And the alleged offer came from an intriguing source: a Ukrainian oligarch looking for help with a potential legal jam.

The claim made by Lev Parnas, a Ukrainian-born businessman who was indicted last year on campaign finance charges, raises new questions about the provenance of the materials Giuliani has said he obtained recently from a computer repair shop in Delaware — and that he is now touting to accuse the Democratic nominee of corruption.

Parnas, who collaborated with Giuliani on the former New York mayor’s quest to find damaging information on the Bidens beginning in late 2018, now says that similar materials were being offered to Giuliani just weeks after Joe Biden launched his presidential run.

“It was May 30, 2019 when we first heard about this stuff,” Parnas said in an interview this week.

Democrats and former intelligence officials have raised questions about the Biden documents, alleging the leak of the materials could be part of a wide-ranging Russian effort to interfere in American politics on Trump’s behalf. Neither Hunter Biden nor his lawyer have confirmed the materials are real, though the FBI has indicated it now has custody of the younger Biden’s laptop hard drive.

But Parnas’ narrative suggests Giuliani might have first learned about at least some of the content on the so-called “the hard drive from hell” through other means — from a Ukrainian contact searching for help in fending off any legal issues with the Justice Department. And as Giuliani embarked on a mission to get his hands on the materials, other actors in Ukraine were trying to profit from them, according to a person who was approached by someone trying to sell the explicit photos and emails for millions of dollars.

☆ ☆ ☆ ☆

Your tasks:
1) Reproduce the stretch of the Parnas article from "The claim made" through "interview this week.", word for word.
2) Write the next part of the article about Lev Parnas and the Biden materials, picking up right after its final sentence.

☆ ☆ ☆ ☆

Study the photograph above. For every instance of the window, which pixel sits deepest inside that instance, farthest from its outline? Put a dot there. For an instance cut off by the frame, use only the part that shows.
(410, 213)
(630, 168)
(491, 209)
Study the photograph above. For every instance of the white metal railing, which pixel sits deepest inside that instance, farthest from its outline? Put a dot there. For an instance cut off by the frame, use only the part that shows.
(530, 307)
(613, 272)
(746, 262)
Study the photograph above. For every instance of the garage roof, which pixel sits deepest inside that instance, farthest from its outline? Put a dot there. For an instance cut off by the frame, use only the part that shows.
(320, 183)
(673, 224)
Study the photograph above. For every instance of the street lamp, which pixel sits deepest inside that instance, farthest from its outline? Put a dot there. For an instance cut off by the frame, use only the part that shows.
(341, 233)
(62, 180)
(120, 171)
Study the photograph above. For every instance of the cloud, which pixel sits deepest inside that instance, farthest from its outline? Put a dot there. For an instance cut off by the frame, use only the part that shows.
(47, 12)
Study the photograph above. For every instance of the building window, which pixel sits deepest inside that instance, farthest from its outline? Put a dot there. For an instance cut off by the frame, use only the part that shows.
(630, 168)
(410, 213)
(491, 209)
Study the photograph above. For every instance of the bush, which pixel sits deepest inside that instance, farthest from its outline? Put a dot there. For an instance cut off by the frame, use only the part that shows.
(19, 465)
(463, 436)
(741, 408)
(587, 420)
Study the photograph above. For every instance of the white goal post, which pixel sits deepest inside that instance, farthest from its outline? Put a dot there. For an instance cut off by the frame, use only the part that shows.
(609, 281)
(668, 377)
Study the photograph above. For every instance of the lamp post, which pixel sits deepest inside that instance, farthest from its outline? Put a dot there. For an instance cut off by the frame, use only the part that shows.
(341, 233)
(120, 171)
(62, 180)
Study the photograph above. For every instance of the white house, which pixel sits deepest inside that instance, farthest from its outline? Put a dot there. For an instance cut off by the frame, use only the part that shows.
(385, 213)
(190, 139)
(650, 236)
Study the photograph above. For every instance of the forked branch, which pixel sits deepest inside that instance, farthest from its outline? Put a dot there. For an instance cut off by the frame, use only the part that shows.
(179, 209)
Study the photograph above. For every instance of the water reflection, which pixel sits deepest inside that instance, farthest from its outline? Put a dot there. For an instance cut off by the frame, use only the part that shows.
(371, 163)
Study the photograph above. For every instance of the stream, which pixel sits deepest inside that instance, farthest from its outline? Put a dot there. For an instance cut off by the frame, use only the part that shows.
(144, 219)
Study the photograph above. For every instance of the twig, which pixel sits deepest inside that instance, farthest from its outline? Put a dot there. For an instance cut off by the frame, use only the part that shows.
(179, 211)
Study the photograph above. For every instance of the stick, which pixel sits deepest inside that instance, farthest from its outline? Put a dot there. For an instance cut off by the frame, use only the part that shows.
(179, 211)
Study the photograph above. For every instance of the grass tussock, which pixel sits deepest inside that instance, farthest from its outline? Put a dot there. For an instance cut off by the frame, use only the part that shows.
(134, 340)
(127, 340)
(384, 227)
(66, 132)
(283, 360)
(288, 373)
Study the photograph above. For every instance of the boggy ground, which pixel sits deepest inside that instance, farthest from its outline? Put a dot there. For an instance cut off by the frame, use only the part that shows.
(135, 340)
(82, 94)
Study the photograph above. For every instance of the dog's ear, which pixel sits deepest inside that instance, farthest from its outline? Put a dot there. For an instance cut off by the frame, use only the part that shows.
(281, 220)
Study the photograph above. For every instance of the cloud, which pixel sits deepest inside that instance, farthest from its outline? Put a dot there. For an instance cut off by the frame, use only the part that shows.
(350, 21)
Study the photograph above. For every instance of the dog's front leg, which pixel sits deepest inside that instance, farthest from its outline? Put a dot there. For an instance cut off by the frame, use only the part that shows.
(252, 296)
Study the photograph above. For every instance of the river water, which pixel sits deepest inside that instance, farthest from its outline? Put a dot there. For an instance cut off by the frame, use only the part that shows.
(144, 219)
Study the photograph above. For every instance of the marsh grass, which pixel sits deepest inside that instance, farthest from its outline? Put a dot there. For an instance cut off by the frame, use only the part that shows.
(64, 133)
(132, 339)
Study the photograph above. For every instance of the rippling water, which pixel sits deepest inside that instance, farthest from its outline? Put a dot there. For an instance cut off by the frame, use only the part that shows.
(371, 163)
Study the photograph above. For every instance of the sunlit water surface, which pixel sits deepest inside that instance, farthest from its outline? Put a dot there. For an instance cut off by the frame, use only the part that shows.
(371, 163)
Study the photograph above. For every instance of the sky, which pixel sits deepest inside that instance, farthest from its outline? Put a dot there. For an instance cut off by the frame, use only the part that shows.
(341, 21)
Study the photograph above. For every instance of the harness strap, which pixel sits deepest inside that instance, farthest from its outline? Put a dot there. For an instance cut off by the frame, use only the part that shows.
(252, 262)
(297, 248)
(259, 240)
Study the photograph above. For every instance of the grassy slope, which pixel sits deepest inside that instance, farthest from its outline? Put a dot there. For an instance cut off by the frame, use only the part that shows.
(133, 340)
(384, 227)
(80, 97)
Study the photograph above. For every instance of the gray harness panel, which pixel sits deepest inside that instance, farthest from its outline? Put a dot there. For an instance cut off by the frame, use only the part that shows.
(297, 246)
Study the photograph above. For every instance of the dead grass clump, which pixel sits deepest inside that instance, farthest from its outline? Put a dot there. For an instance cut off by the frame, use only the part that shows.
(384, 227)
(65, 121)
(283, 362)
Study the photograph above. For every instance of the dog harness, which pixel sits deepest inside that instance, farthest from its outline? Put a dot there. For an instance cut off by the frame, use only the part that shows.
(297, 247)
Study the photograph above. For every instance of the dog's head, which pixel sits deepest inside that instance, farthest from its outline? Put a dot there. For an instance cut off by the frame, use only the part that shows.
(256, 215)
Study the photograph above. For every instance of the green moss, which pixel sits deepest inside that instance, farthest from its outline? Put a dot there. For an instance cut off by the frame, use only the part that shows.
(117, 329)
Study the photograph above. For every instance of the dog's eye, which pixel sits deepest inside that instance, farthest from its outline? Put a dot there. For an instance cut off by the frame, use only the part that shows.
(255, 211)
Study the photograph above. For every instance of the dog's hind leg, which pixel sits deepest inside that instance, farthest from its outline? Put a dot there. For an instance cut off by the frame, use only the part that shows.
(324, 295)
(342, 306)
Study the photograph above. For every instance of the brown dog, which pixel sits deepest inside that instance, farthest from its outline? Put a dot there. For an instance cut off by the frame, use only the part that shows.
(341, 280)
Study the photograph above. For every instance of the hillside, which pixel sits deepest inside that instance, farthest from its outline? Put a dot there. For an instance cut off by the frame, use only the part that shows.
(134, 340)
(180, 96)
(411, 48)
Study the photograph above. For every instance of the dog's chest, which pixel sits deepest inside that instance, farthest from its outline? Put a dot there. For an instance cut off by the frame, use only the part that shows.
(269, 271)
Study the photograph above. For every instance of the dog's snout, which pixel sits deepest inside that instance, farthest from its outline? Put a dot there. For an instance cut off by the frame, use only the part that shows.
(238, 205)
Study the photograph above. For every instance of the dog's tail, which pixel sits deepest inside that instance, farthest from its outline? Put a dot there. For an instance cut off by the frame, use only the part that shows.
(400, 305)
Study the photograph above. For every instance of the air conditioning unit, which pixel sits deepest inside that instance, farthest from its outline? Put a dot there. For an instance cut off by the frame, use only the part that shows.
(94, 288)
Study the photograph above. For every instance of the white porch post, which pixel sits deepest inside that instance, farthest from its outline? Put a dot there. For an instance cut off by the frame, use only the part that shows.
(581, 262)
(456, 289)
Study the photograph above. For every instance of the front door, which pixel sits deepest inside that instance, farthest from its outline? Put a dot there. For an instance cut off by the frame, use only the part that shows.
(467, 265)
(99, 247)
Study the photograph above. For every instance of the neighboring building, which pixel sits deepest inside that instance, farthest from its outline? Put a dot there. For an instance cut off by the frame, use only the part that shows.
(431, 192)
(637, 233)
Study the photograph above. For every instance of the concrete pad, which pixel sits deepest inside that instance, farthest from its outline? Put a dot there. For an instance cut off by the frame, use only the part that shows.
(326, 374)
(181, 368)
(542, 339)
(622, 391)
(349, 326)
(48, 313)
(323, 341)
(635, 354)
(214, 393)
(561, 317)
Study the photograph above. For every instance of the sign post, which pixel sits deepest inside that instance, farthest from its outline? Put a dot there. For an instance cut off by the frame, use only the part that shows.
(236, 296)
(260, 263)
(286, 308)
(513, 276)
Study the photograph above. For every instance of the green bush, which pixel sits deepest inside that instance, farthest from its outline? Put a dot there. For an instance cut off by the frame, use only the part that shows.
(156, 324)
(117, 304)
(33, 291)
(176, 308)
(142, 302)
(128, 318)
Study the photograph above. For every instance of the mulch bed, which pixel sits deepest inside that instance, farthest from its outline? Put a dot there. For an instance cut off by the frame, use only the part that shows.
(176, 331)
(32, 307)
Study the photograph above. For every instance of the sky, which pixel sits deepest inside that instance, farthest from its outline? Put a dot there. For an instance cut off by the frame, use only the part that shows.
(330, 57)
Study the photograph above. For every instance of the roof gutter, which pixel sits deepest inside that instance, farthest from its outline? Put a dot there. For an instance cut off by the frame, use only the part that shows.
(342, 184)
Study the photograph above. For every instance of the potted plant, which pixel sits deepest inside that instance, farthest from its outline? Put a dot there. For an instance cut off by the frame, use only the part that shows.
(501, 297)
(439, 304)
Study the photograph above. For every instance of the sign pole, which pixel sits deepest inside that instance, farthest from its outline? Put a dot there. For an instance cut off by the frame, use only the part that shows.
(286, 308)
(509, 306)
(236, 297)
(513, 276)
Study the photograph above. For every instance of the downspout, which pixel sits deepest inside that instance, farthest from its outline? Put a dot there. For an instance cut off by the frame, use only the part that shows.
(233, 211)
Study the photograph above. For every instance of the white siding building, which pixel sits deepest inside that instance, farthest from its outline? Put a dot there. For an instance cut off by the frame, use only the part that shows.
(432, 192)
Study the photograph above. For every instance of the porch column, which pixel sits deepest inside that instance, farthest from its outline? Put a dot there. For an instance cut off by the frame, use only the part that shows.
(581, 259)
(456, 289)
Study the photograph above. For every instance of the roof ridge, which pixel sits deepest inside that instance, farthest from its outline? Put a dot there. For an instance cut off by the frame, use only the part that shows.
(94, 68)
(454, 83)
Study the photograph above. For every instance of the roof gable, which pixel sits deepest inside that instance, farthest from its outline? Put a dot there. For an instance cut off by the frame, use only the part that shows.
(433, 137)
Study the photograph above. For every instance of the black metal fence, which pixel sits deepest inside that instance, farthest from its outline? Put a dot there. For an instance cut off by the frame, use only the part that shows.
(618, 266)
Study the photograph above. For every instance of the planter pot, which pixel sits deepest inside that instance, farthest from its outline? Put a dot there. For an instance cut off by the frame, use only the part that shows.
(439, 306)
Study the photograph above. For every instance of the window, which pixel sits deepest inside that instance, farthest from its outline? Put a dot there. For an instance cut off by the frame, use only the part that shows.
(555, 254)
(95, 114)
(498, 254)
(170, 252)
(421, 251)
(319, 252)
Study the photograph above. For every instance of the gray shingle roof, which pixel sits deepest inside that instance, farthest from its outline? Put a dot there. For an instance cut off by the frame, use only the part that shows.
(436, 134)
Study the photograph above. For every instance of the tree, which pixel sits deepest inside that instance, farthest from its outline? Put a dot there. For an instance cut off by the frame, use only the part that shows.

☆ ☆ ☆ ☆

Per-task answers:
1)
The claim made by Lev Parnas, a Ukrainian-born businessman who was indicted last year on campaign finance charges, raises new questions about the provenance of the materials Giuliani has said he obtained recently from a computer repair shop in Delaware — and that he is now touting to accuse the Democratic nominee of corruption.

Parnas, who collaborated with Giuliani on the former New York mayor’s quest to find damaging information on the Bidens beginning in late 2018, now says that similar materials were being offered to Giuliani just weeks after Joe Biden launched his presidential run.

“It was May 30, 2019 when we first heard about this stuff,” Parnas said in an interview this week.

2)
The computer repair shop owner, a Trump supporter named John Paul Mac Isaac, has told the following story: An unknown man dropped off three damaged laptops at his store in April 2019, then did not return to claim them. Isaac surmised the laptops belonged to Hunter Biden, but he could not reach him to return the devices. So he made copies of the hard drives and shared them with an attorney for Giuliani, according to accounts he gave the New York Post and other news outlets. He also at some point engaged with the FBI, though he has given conflicting accounts of whether he first contacted the bureau or vice versa.

But according to Parnas, Giuliani was first told about the existence of explicit photos — which he said included pictures of Hunter Biden with a crack pipe in his mouth and engaging in sexual acts — and private communications pertaining to Hunter and Joe Biden on May 30, 2019. The timing of the meeting also suggests Giuliani was made aware of these materials well before Mac Isaac first made contact with either the FBI in December 2019 or with Giuliani’s lawyer, who Mac Isaac gave the alleged hard drive on Aug. 29, 2020, according to a person familiar with the matter.

Giuliani did not return multiple requests for comment. On Friday night, he defended the authenticity of the harddrive and its content on his podcast, adding cryptically: "It's corroborated with me internally with secret information that I have about Hunter Biden that could only be on here. You think I don't have other witnesses?"

Parnas’ account also involves Mykola Zlochevsky, the founder of Burisma, a Ukrainian energy company that paid Hunter Biden to serve on its board while his father was vice president. Zlochevsky has long been pursued by Ukrainian authorities on corruption and money-laundering charges and was hoping to avoid additional scrutiny by the U.S., Parnas said.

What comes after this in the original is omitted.